- [TASK GOAL]
Locate each line in the material below that contains the string "label", and copy those lines. Uppercase and lowercase letters must match.

————————

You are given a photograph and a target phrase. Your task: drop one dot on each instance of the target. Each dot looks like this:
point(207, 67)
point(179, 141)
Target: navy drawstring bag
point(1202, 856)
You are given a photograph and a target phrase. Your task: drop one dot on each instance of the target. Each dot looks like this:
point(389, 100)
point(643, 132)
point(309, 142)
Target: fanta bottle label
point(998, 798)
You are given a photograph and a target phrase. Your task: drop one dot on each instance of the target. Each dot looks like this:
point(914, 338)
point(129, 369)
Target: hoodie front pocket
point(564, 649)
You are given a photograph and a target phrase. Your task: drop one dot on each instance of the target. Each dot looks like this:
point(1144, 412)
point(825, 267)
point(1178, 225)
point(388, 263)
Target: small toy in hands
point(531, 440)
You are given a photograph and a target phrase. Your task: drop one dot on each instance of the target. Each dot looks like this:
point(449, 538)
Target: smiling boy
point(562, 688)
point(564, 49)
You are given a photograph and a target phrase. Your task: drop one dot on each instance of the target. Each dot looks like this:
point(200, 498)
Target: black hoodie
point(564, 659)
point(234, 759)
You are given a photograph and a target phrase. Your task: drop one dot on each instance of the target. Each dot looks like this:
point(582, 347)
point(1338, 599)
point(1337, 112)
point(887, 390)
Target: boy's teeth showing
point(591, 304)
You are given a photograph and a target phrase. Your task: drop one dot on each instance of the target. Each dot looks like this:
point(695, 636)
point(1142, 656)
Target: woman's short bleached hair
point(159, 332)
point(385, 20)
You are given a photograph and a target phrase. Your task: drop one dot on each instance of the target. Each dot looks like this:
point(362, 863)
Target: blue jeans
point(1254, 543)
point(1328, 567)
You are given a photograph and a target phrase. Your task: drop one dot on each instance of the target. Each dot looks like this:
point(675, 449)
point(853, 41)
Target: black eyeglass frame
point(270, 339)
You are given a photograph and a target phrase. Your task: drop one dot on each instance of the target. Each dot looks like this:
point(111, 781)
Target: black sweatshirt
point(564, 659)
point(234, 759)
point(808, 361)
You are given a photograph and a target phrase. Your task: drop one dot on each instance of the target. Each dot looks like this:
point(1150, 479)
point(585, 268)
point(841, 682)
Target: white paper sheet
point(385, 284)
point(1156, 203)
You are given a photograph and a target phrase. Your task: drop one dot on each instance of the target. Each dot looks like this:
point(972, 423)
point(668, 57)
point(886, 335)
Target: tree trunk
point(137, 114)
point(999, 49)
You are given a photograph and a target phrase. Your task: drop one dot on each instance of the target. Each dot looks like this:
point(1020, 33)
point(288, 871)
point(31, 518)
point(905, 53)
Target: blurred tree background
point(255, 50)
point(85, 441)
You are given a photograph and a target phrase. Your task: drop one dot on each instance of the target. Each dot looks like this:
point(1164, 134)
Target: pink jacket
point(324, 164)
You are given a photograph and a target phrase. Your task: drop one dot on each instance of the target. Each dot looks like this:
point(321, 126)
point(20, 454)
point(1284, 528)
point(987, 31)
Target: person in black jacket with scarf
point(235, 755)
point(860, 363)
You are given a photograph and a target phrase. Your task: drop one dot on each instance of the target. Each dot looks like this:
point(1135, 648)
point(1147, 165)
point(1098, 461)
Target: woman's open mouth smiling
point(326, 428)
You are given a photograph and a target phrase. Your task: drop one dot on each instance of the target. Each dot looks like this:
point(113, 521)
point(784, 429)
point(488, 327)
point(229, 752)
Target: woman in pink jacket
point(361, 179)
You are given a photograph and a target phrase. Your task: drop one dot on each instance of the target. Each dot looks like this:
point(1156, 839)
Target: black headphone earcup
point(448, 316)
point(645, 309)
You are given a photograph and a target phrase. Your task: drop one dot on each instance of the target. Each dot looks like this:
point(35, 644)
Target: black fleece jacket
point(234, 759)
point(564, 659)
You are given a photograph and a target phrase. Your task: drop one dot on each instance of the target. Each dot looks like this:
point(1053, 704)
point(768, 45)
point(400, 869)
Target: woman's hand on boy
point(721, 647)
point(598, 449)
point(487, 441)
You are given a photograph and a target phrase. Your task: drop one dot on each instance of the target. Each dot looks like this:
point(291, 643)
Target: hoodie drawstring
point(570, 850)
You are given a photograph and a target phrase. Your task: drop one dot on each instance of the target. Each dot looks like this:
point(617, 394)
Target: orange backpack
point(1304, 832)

————————

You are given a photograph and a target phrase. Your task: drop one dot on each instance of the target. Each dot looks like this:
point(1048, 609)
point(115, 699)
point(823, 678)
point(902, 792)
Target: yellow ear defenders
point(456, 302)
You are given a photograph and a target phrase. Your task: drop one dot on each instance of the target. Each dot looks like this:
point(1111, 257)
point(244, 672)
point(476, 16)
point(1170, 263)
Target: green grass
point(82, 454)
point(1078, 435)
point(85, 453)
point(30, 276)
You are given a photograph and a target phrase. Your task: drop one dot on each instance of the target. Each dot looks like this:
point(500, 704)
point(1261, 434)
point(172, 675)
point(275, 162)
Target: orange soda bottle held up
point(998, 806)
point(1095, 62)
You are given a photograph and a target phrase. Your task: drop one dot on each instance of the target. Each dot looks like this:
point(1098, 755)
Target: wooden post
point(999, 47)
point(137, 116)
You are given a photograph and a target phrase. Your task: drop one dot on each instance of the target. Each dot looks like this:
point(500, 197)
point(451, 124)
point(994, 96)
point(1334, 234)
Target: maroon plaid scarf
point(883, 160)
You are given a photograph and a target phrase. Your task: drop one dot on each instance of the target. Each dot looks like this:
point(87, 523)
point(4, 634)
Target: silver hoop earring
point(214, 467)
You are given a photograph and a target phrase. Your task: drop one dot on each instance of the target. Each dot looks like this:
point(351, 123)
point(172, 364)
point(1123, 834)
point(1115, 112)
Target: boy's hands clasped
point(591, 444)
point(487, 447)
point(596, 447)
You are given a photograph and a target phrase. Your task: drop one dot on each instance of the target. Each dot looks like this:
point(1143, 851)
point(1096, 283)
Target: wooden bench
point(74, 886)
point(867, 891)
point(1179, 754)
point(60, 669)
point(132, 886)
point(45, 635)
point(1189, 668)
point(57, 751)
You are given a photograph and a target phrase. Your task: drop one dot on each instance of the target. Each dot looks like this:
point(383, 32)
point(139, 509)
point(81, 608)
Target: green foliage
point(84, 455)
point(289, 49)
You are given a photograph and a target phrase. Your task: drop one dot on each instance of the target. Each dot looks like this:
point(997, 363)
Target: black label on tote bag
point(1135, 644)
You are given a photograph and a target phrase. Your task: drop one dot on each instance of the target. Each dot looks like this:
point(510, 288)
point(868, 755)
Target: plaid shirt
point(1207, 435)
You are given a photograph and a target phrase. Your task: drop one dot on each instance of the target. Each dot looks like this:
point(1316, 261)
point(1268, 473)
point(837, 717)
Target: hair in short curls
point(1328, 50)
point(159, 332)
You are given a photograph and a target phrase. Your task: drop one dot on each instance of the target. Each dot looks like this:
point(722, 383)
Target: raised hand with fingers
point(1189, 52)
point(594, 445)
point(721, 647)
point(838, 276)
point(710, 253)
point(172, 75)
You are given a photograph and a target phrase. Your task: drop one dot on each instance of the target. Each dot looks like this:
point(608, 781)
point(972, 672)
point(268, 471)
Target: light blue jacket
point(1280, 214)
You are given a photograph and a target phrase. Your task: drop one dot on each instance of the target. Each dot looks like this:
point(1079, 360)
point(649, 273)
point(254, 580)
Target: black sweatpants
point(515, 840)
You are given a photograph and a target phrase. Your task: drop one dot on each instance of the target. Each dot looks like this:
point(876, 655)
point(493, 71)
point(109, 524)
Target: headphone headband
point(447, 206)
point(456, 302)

————————

- [FINISHED TASK]
Target: fanta bottle label
Target: black label on tote bag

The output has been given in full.